* EXERCISE DETAILS:
Rewrite the lines below as a numbered list, skipping any blank lines and leaving the pictures out.

○ ○ ○ ○ ○ ○ ○

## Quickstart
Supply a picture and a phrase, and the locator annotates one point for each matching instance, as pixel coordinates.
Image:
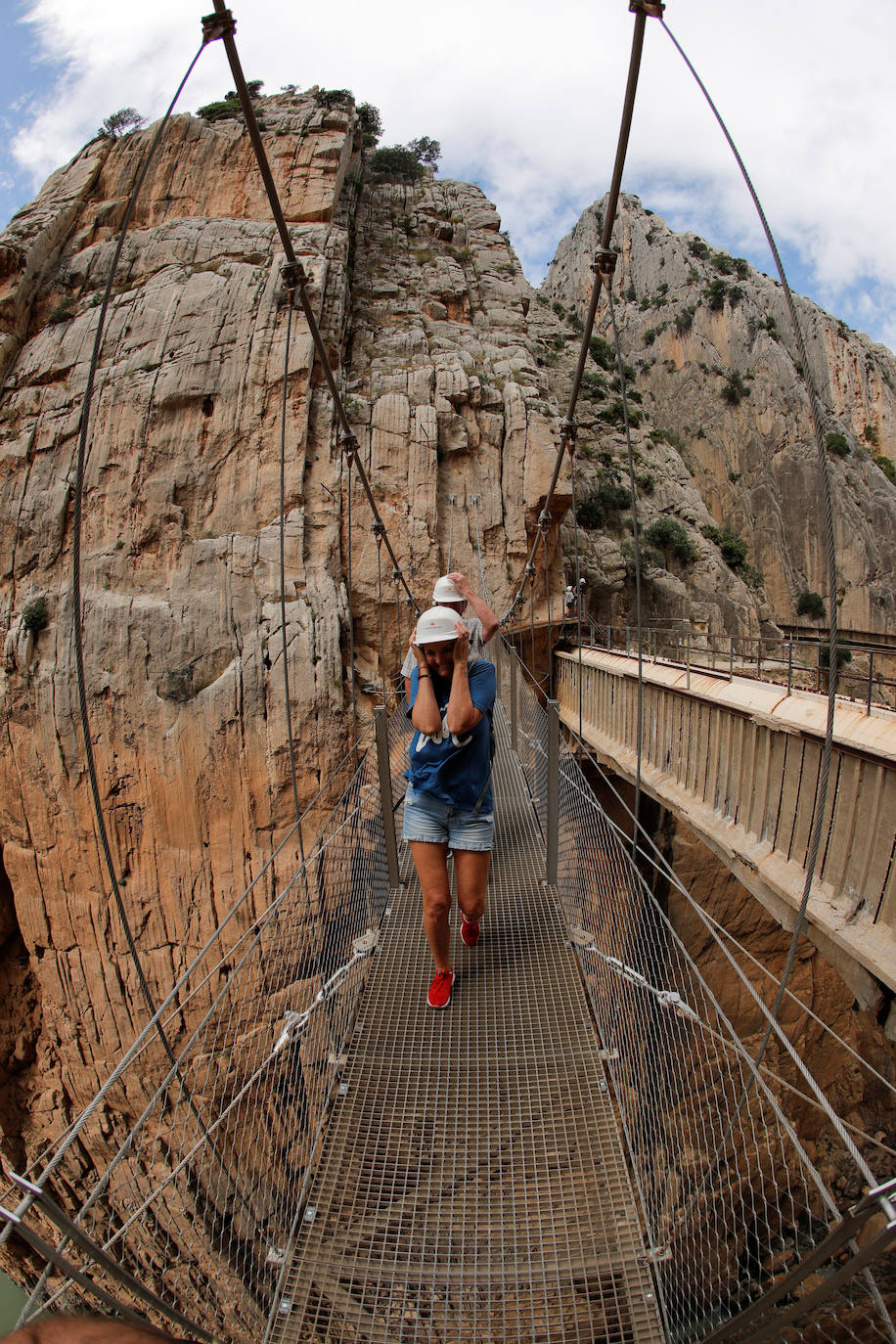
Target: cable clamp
(218, 25)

○ ○ ○ ○ ○ ○ ○

* COMPLETE ANSWER:
1. ## Quickstart
2. Supply a picture and a phrase, and the locator annotates one point for each matching instance, as pixel coordinates.
3. Image:
4. Target: cable clamp
5. (218, 25)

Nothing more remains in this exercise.